Your instructions -
Could you copy out, with no changes, the part of the listing that begins at the line containing "If you could mark the paved" and runs through the end of the listing, including both the first and the last line?

Provided data -
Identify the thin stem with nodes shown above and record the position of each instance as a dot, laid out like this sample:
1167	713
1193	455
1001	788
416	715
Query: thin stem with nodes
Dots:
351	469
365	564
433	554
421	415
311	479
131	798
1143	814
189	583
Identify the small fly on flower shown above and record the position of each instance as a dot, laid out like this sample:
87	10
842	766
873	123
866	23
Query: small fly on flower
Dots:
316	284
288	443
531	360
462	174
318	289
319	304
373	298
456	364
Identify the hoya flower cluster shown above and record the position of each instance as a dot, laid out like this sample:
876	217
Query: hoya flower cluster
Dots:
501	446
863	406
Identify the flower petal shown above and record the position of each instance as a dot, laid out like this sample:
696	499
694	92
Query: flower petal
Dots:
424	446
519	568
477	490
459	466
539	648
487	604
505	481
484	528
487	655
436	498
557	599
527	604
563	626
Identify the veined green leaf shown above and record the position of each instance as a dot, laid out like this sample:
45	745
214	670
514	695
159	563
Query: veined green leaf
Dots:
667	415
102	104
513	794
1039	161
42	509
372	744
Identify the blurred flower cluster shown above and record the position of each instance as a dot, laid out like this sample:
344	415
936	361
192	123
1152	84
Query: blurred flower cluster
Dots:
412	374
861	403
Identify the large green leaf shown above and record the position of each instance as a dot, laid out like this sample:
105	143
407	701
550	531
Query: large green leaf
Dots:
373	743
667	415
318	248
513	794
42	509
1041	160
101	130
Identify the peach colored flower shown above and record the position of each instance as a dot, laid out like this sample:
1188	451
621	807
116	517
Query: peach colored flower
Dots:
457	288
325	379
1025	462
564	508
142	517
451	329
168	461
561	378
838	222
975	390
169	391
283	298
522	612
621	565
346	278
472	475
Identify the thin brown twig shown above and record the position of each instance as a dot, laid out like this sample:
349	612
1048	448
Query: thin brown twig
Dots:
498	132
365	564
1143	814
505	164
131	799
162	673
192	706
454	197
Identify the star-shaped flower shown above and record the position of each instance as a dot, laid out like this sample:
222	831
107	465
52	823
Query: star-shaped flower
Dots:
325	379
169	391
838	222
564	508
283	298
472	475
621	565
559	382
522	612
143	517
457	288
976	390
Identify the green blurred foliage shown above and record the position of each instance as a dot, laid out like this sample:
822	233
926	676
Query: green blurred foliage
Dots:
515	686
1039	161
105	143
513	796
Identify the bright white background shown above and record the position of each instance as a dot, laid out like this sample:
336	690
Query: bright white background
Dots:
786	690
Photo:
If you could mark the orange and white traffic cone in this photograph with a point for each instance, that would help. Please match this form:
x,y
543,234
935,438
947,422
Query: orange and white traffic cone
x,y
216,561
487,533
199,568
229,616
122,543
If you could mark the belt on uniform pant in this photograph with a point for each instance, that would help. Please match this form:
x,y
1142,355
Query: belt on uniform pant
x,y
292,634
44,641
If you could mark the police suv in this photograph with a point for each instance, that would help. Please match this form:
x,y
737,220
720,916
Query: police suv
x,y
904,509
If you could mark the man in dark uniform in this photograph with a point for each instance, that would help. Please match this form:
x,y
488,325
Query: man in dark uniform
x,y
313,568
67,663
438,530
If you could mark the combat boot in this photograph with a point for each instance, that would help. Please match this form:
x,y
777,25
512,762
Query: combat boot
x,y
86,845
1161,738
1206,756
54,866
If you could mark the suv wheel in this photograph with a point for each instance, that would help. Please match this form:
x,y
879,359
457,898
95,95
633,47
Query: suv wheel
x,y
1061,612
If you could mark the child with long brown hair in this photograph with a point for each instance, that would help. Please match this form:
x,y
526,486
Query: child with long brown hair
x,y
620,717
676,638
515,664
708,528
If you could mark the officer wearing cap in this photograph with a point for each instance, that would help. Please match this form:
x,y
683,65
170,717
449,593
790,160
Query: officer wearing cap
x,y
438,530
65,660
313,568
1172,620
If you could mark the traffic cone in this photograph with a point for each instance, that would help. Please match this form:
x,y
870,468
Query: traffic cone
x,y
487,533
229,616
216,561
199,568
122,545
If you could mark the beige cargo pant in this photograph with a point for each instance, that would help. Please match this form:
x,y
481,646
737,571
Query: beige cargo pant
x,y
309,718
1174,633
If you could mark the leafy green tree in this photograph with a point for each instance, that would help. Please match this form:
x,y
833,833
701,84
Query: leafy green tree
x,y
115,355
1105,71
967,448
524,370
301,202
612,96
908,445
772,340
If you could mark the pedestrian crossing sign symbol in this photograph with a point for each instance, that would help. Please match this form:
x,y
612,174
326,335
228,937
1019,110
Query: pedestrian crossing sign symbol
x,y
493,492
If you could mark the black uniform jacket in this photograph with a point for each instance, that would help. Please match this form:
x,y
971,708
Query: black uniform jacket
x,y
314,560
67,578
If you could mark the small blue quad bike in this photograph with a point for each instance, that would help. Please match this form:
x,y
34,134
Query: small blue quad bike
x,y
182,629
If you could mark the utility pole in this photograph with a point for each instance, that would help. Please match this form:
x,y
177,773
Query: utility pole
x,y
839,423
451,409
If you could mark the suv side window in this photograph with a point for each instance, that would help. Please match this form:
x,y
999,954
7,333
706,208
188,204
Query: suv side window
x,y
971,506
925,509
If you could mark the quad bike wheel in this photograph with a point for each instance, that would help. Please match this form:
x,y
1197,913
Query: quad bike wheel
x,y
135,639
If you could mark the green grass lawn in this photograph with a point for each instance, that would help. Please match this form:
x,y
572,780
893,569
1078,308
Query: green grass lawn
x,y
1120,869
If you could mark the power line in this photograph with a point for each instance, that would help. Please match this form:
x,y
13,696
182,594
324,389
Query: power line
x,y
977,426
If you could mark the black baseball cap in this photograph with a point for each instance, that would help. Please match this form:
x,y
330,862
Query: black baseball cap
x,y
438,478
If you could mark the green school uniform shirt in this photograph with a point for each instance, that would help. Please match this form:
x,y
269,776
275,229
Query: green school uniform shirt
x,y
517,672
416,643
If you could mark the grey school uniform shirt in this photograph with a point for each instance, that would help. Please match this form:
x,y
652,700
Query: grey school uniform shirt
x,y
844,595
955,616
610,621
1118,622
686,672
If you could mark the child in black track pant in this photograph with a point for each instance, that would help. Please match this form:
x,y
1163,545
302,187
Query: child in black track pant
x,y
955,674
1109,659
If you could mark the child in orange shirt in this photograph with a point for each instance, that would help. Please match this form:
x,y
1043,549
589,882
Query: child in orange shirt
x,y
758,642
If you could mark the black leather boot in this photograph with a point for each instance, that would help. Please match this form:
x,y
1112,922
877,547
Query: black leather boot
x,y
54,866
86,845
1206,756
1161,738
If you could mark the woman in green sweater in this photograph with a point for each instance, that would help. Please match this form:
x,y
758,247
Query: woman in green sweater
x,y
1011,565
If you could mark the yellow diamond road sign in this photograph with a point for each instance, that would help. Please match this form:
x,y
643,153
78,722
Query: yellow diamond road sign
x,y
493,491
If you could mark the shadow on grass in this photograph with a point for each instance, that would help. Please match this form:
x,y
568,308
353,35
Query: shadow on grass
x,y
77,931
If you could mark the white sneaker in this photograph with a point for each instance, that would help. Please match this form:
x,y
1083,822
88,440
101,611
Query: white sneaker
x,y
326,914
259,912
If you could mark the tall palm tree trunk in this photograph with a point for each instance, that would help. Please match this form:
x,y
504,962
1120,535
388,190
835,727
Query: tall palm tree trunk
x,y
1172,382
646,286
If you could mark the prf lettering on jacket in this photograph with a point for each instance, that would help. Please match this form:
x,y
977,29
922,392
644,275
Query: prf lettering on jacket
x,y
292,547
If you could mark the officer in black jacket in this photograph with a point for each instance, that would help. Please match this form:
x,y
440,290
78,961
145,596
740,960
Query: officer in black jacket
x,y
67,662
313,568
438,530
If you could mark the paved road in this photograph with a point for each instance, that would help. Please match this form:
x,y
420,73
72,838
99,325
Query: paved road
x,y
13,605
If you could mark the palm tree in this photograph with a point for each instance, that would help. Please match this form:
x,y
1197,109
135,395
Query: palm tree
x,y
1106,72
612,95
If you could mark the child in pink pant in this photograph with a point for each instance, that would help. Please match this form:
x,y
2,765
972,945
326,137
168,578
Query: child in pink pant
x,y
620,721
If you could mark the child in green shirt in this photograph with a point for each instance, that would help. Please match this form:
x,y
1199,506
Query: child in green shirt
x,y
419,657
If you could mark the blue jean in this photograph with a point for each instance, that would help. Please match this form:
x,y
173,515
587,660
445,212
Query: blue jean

Complete output -
If you could mark the paved road in this photograph with a point for each instance, that would help. Please match this form:
x,y
420,73
72,838
99,325
Query: paved road
x,y
13,605
If you could mark the palm tree in this photograph with a point for each instance, that would help. Please match this form:
x,y
1197,109
135,395
Query: palm tree
x,y
1106,72
612,95
If you could mark the child in pink pant in this photograph with a point for each instance, that would help. Please match this form:
x,y
2,765
972,945
326,137
168,578
Query: child in pink pant
x,y
620,721
If you could mark the child in green shirt in this photograph with a point for each instance, that would help. Please match this form:
x,y
1199,506
Query: child in green shirt
x,y
419,657
If you could mark the blue jean in this photograph with a point for each instance, that would help. Please match this form:
x,y
173,515
587,660
445,212
Query: blue jean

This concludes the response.